Допишите продолжение отрывка об отмене крепостного права в 1861 году, начав сразу после его последнего предложения.

Фрагмент источника.
- - - - -

Выделенный же надел должен был удовлетворять жизненным нуждам крестьян, чтобы они не впали "в крайнюю нищету" и не "обратились в бездомных и бобылей - нечто вроде сельских пролетариев, которых у нас покуда, слава Богу, очень мало" . Таким образом, Кавелин недвусмысленно предупреждал о недопустимости пролетаризации крепостного крестьянства ввиду той опасности, к которой это может привести.
Под давлением обстоятельств царизм пошел на реформу, издав «Манифест от 19 февраля 1861 г. о выходе крестьян из крепостной зависимости». Составителем «Манифеста» был московский митрополит Филарет Дроздов - "Филька", как его звали в народе. Отсюда и пошло выражение "Филькина грамота", т. е. темное, малодоступное сочинение. В документе констатировалось, что "государственное законодательство, деятельно благоустрояя высшия и средния сословия, определяя их обязанности, права и преимущества, не достигло равномерной деятельности в отношении к людям крепостным, так названным потому, что они, частию старыми законами, частию обычаем, потомственно укреплены под властию помещиков, на которых с тем вместе лежит обязанность устроять их благосостояние".

- - - - -

Исходные данные.
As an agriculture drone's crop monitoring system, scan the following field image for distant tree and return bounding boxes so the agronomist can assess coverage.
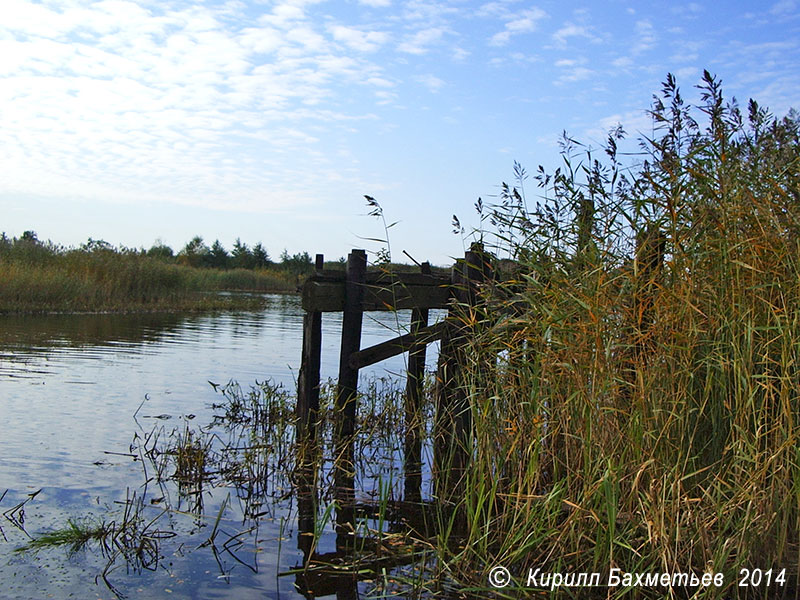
[208,240,231,269]
[147,240,175,260]
[178,235,211,267]
[281,250,314,275]
[81,238,114,252]
[231,238,255,269]
[20,229,39,244]
[253,242,272,269]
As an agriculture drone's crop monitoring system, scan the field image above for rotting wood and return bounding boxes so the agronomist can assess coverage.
[350,321,445,369]
[403,262,428,503]
[302,276,450,312]
[297,254,325,444]
[334,250,367,546]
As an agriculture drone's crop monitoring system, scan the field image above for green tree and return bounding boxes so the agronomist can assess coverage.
[178,235,211,267]
[208,240,231,269]
[20,229,39,244]
[281,250,314,275]
[253,242,272,269]
[231,238,255,269]
[147,240,175,260]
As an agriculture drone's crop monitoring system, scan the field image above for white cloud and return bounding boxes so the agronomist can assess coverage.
[0,0,393,216]
[769,0,797,17]
[397,27,445,54]
[489,7,547,46]
[330,25,389,52]
[633,19,658,54]
[553,23,600,47]
[417,74,444,93]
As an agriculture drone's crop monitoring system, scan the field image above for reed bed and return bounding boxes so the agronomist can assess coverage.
[0,239,297,312]
[437,73,800,598]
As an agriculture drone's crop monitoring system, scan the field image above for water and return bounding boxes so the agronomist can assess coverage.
[0,295,440,599]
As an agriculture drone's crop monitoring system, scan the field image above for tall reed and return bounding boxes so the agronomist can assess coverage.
[439,73,800,598]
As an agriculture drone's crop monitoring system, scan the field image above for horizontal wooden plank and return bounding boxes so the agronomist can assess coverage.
[302,274,450,312]
[350,321,444,369]
[308,269,450,286]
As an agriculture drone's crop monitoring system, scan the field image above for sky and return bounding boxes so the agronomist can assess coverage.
[0,0,800,265]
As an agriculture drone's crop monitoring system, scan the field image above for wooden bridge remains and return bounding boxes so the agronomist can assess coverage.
[297,245,492,548]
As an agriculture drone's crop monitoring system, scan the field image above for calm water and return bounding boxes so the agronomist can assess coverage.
[0,295,440,599]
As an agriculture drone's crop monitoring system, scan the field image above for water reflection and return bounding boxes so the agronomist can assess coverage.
[0,295,444,598]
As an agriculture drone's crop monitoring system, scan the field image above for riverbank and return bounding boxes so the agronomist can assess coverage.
[0,244,300,314]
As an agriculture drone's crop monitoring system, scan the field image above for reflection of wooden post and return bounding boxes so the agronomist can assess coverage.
[296,254,324,564]
[297,254,324,445]
[334,250,367,545]
[404,262,431,502]
[434,244,492,504]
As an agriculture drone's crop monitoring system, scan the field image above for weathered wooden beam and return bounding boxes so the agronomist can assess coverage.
[302,279,450,312]
[334,250,367,546]
[350,324,445,369]
[297,254,325,451]
[403,262,428,503]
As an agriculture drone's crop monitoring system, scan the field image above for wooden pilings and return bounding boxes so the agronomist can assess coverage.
[297,248,491,553]
[403,262,431,502]
[334,250,367,536]
[433,244,493,504]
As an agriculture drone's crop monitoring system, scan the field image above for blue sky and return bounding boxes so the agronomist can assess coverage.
[0,0,800,264]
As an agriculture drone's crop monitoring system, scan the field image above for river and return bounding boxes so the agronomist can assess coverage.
[0,295,435,599]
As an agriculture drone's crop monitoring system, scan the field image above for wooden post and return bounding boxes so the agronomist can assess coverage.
[296,254,324,564]
[297,254,324,446]
[334,250,367,546]
[404,262,431,503]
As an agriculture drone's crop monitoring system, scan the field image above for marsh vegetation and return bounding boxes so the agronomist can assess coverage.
[6,74,800,598]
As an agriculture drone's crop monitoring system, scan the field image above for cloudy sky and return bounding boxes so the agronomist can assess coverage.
[0,0,800,264]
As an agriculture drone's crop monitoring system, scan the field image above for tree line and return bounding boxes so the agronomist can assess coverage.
[0,230,322,275]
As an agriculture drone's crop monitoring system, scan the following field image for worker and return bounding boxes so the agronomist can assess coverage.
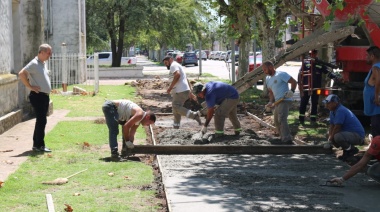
[162,56,202,129]
[102,99,156,161]
[298,49,337,125]
[322,94,365,161]
[329,136,380,185]
[193,81,241,138]
[262,61,297,144]
[363,46,380,137]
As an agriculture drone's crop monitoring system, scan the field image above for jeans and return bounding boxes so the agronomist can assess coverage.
[367,162,380,183]
[172,91,190,126]
[214,99,241,134]
[102,100,119,153]
[273,101,293,142]
[299,91,319,122]
[29,91,50,148]
[334,132,364,149]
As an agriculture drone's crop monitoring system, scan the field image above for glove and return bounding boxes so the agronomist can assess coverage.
[125,141,135,149]
[284,91,294,99]
[329,177,344,185]
[323,141,332,149]
[201,126,207,135]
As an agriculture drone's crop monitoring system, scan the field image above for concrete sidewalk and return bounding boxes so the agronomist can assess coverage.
[0,110,69,181]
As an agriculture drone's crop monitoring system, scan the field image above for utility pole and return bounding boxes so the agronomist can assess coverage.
[198,39,202,76]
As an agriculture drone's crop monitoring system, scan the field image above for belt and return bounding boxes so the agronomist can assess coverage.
[30,91,49,96]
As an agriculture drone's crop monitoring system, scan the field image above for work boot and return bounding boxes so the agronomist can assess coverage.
[111,149,120,162]
[214,133,224,138]
[338,146,359,161]
[194,112,202,125]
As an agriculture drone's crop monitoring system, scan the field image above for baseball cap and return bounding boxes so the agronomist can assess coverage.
[367,136,380,155]
[193,82,204,95]
[322,94,339,104]
[162,55,172,62]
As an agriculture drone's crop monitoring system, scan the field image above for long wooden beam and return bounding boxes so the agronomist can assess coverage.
[130,145,332,155]
[232,26,355,93]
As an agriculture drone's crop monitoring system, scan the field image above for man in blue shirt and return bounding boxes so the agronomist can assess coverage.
[322,94,365,161]
[363,46,380,137]
[193,81,241,137]
[262,61,297,144]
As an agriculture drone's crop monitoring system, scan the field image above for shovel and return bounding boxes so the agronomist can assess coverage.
[42,169,87,185]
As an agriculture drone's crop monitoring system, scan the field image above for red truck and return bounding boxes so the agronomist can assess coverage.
[313,0,380,115]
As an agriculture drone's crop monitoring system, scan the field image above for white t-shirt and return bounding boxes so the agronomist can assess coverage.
[169,61,190,93]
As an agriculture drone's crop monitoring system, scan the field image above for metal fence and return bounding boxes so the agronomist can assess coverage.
[46,51,99,94]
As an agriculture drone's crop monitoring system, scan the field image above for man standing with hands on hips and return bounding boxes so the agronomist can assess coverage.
[263,61,297,144]
[162,56,202,129]
[18,44,52,152]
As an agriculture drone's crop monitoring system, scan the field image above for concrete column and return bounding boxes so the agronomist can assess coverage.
[0,0,12,75]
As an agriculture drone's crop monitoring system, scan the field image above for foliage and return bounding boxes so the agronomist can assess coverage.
[0,86,161,211]
[50,85,135,117]
[86,0,148,67]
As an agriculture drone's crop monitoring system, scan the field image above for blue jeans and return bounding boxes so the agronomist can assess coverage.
[102,100,119,153]
[29,91,50,148]
[367,162,380,183]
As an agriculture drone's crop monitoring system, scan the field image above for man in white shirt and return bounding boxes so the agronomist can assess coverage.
[162,56,202,129]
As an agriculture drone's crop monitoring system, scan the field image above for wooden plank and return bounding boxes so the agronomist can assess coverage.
[232,25,355,93]
[130,145,332,155]
[46,194,55,212]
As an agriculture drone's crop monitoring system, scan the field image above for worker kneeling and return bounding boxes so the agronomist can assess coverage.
[193,81,241,137]
[322,94,365,161]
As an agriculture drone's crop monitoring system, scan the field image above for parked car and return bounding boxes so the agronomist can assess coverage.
[226,51,239,62]
[208,51,216,60]
[197,51,207,60]
[219,52,227,60]
[175,53,183,64]
[214,51,222,60]
[182,52,198,66]
[87,52,137,66]
[236,55,263,77]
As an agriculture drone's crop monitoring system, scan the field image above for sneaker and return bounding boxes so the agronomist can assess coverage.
[338,146,359,161]
[194,113,202,125]
[110,153,120,162]
[32,146,51,152]
[215,133,224,138]
[125,141,135,149]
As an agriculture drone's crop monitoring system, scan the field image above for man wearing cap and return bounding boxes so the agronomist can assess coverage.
[102,99,156,161]
[193,81,241,137]
[330,136,380,185]
[162,56,202,129]
[298,49,336,124]
[262,61,297,144]
[322,94,365,161]
[363,46,380,137]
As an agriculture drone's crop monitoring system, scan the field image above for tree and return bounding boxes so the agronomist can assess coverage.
[86,0,148,67]
[215,0,297,76]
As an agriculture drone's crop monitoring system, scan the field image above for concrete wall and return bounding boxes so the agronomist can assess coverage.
[43,0,86,54]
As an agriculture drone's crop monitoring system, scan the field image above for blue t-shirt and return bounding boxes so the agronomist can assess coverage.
[363,62,380,116]
[265,71,292,101]
[330,104,365,138]
[205,81,239,108]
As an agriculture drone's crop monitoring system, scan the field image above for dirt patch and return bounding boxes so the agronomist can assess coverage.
[131,78,338,211]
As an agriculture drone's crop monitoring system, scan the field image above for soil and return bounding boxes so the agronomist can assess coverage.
[130,77,338,211]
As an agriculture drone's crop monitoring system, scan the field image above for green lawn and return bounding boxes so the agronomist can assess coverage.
[0,86,160,212]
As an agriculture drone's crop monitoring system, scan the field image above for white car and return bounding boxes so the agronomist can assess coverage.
[87,52,137,66]
[197,51,207,60]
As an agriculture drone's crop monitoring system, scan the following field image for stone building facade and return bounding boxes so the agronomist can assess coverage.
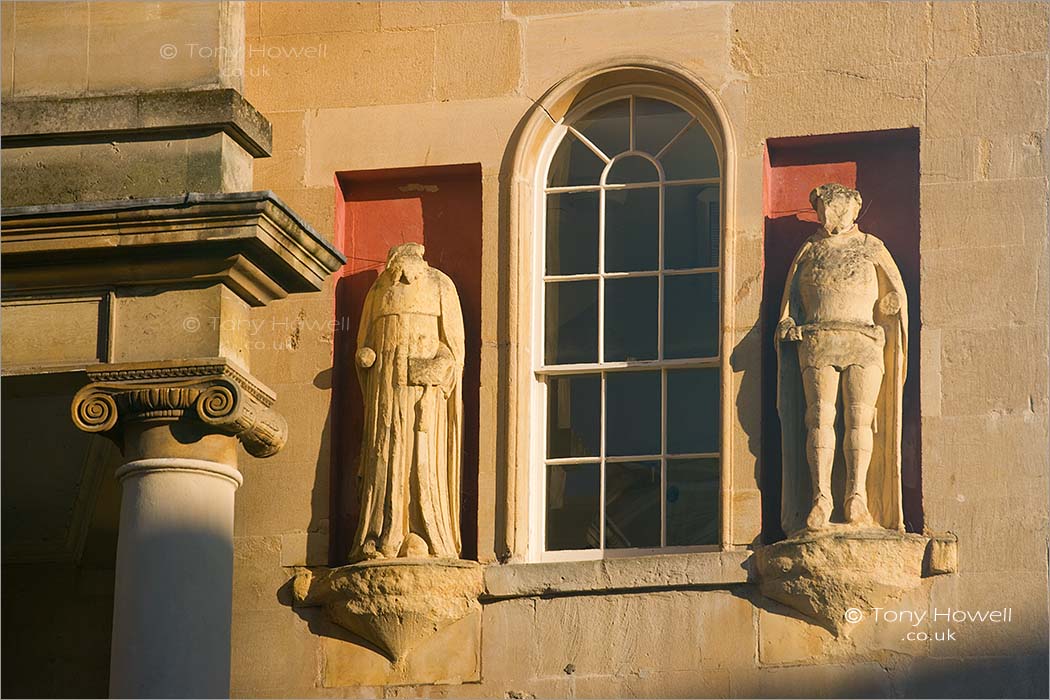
[0,0,1050,698]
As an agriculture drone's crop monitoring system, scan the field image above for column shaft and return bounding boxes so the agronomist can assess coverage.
[109,459,240,698]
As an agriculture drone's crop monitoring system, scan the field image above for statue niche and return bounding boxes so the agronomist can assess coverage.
[776,184,908,535]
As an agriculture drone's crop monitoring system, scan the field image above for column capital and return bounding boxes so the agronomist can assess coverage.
[71,358,288,458]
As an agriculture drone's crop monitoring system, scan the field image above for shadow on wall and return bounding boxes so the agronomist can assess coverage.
[749,129,923,543]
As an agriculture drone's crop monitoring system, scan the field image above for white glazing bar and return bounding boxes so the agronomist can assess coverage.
[597,373,606,549]
[627,94,634,151]
[568,126,612,164]
[536,357,718,377]
[543,268,719,282]
[664,268,718,275]
[659,369,667,547]
[656,119,702,161]
[597,190,605,364]
[547,454,600,466]
[544,176,721,194]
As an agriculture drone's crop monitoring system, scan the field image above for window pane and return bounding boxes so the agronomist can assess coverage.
[605,155,659,185]
[664,272,719,360]
[605,372,660,457]
[547,375,602,459]
[543,279,597,364]
[547,133,605,187]
[659,123,718,179]
[605,277,659,362]
[667,459,718,547]
[634,98,693,155]
[605,461,660,549]
[664,185,721,270]
[667,367,720,454]
[547,462,602,551]
[572,100,631,158]
[605,187,659,272]
[547,192,599,275]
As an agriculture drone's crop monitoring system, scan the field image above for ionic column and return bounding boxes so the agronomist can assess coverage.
[72,359,286,698]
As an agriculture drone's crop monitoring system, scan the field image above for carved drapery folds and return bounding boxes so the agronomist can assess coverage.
[71,359,288,458]
[294,243,482,664]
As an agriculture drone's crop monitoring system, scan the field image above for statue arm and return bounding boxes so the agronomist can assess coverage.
[354,284,376,377]
[875,241,908,365]
[777,240,810,341]
[408,277,465,395]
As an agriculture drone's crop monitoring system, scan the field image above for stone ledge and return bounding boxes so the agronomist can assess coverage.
[0,192,345,306]
[483,550,751,599]
[0,88,273,157]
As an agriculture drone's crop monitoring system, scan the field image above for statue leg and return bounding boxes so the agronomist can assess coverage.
[802,366,839,530]
[842,364,882,525]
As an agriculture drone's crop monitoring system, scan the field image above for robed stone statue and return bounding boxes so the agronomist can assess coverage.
[351,243,464,561]
[776,184,908,535]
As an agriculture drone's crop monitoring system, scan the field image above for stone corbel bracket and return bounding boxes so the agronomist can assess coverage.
[292,558,484,665]
[750,528,959,637]
[71,358,288,458]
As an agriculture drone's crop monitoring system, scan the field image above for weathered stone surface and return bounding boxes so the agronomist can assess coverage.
[233,536,288,615]
[974,2,1050,55]
[485,551,748,598]
[523,2,731,98]
[293,558,482,663]
[753,529,928,636]
[245,28,435,111]
[3,192,345,306]
[732,2,896,75]
[256,2,381,35]
[921,177,1047,250]
[321,611,481,695]
[741,62,926,154]
[378,0,503,29]
[306,97,532,188]
[507,0,624,17]
[2,133,252,207]
[435,21,522,102]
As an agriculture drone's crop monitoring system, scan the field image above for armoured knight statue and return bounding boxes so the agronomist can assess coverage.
[776,184,908,534]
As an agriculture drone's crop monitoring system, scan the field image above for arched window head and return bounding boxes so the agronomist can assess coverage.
[531,86,723,559]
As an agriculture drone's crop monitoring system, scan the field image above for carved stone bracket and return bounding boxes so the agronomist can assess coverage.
[71,358,288,457]
[751,528,958,636]
[293,558,483,662]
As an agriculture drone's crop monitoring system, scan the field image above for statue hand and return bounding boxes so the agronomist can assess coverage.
[777,316,802,342]
[879,292,901,316]
[356,347,376,369]
[408,351,453,386]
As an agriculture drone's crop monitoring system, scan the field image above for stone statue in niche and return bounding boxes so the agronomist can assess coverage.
[351,243,464,561]
[776,184,908,535]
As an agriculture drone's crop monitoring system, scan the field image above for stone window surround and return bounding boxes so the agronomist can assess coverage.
[493,60,757,562]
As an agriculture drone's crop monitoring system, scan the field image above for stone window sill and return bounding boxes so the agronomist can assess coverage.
[483,550,752,599]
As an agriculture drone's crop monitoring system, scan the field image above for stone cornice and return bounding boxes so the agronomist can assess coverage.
[0,192,345,306]
[70,358,288,457]
[0,88,272,157]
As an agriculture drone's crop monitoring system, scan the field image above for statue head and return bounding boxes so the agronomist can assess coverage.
[386,243,426,284]
[810,183,861,236]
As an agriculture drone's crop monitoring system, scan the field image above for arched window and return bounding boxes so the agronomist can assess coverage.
[531,87,723,559]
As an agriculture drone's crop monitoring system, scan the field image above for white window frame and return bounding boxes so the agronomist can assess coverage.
[527,84,730,561]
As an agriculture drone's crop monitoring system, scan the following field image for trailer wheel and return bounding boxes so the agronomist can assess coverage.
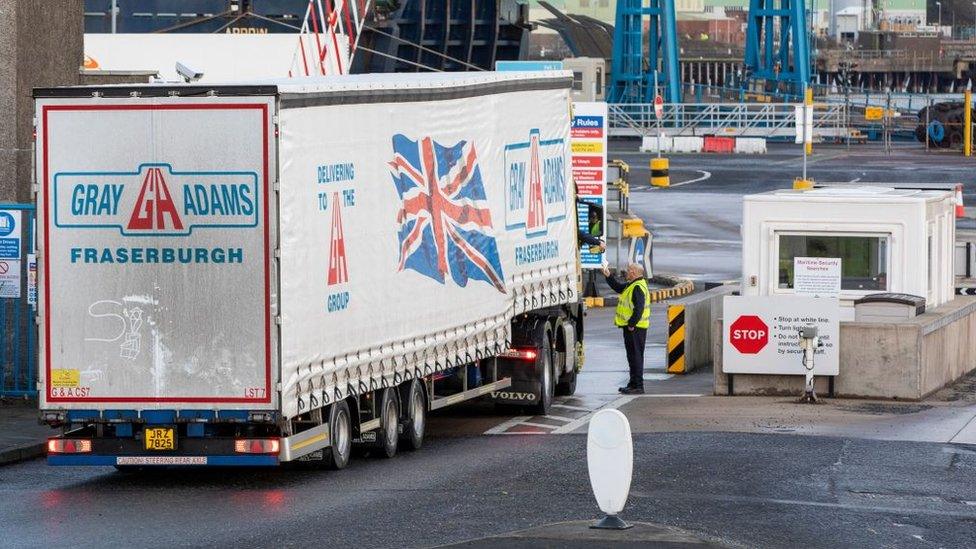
[401,379,427,450]
[376,388,400,458]
[533,330,556,416]
[326,400,352,470]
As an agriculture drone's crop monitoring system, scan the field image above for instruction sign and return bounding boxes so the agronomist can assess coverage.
[570,102,607,269]
[722,296,840,376]
[0,210,21,299]
[793,105,813,143]
[27,254,37,309]
[793,257,841,297]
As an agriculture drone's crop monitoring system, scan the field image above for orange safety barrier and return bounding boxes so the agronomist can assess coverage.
[702,135,735,153]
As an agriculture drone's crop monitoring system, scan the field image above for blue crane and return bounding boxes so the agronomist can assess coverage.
[607,0,681,103]
[745,0,810,94]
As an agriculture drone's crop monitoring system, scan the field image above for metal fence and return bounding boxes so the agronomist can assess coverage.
[0,204,37,397]
[609,103,849,138]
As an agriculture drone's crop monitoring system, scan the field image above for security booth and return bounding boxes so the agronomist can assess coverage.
[742,184,956,321]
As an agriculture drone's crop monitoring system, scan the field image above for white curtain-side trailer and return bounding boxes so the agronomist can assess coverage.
[34,72,596,468]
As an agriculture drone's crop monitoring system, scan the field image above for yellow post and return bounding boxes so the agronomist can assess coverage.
[651,158,671,187]
[962,90,973,156]
[803,87,813,154]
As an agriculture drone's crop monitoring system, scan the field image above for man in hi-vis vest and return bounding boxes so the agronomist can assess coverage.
[603,263,651,395]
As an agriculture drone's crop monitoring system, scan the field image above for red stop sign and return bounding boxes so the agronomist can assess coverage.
[729,315,769,355]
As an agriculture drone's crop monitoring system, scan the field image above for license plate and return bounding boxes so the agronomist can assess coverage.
[145,427,176,450]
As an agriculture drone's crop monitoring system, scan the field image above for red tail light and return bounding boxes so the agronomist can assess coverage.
[234,438,281,454]
[47,438,91,454]
[498,349,538,362]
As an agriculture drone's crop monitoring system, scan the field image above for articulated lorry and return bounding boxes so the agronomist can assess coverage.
[35,72,599,468]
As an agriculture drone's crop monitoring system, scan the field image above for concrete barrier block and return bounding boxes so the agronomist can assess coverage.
[735,137,766,154]
[640,135,674,153]
[672,137,704,152]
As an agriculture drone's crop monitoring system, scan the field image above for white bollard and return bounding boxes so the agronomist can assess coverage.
[586,410,634,530]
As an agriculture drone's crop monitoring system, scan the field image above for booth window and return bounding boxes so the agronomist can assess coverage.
[778,234,888,291]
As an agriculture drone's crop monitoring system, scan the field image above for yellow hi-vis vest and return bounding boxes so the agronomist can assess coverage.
[613,278,651,328]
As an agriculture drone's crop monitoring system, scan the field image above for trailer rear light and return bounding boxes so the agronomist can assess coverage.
[234,438,281,454]
[498,349,538,362]
[47,438,91,454]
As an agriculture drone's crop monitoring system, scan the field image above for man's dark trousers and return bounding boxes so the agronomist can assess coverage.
[622,327,647,389]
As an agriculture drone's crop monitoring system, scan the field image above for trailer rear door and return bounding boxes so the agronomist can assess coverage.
[35,94,278,409]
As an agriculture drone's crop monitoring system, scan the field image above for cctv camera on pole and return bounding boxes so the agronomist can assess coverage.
[176,62,203,84]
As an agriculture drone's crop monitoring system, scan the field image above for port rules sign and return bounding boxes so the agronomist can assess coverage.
[722,295,840,376]
[570,102,607,269]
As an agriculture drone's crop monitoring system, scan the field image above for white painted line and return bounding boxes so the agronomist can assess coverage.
[516,422,558,430]
[552,395,634,435]
[643,170,712,191]
[552,404,593,412]
[484,416,532,435]
[631,393,705,398]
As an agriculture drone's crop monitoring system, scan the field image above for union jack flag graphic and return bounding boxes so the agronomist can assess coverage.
[389,134,505,293]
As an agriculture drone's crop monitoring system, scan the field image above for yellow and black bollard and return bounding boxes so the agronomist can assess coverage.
[651,158,671,187]
[668,305,685,374]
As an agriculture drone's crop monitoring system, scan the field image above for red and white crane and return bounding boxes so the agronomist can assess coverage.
[288,0,373,77]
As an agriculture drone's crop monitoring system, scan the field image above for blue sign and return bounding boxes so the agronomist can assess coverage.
[0,212,17,236]
[495,61,563,72]
[0,210,20,260]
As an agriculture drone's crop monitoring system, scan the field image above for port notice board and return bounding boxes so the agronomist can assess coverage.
[570,101,607,268]
[722,295,840,376]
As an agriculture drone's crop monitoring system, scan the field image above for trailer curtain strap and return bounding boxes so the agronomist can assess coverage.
[281,77,572,109]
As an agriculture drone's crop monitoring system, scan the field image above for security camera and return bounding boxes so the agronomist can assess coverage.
[176,63,203,84]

- - - - -

Результат.
Однако, отмечалось далее, процветавшие некогда "добрыя патриархальный отношения искрен-ной правдивой попечительности и благотворительности помещика и добродушнаго повиновения крестьян" постепенно (вследствие "уменьшения простоты нравов") "ослабевали и открывался путь произволу, отяготительному для крестьян и неблагоприятному для их благосостояния, чему в крестьянах отвечала неподвижность к улучшению в собственном быте".
Между тем сущность «Манифеста» сводилась к немногим тезисам. Прежде всего, 23-миллионному помещичьему крестьянству обещались "е свое время полные права свободных сельских обывателей". Пока же дело ограничивалось предоставлением им права выкупать у помещиков усадебную оседлость и приобретать в собственность полевые земли и другие угодья.
До выплаты установленных сумм крестьяне именовались временно-обязанными и должны были либо отбывать барщину, либо платить оброк помещику. При этом помещики заключали уставные грамоты не с отдельными крестьянами, а с миром, сельской общиной, чтобы заручиться с ее стороны круговой порукой. На ревизскую душу (а таковой признавался только мужской пол) отводилось 3,3 десятины; земля до ее выкупа оставалась собственностью помещика.
Один из пунктов «Манифеста» гласил, "что законно приобретенные помещиками права не могут быть взяты от них без приличного вознаграждения или добровольной уступки; что было бы противно всякой справедливости пользоваться от помещиков землею и не нести за сие соответствующей повинности" . Все предыдущие годы бесплатного труда на помещика в расчет не принимались. Временнообязанное состояние крестьян устанавливалось до 1 января 1883 г.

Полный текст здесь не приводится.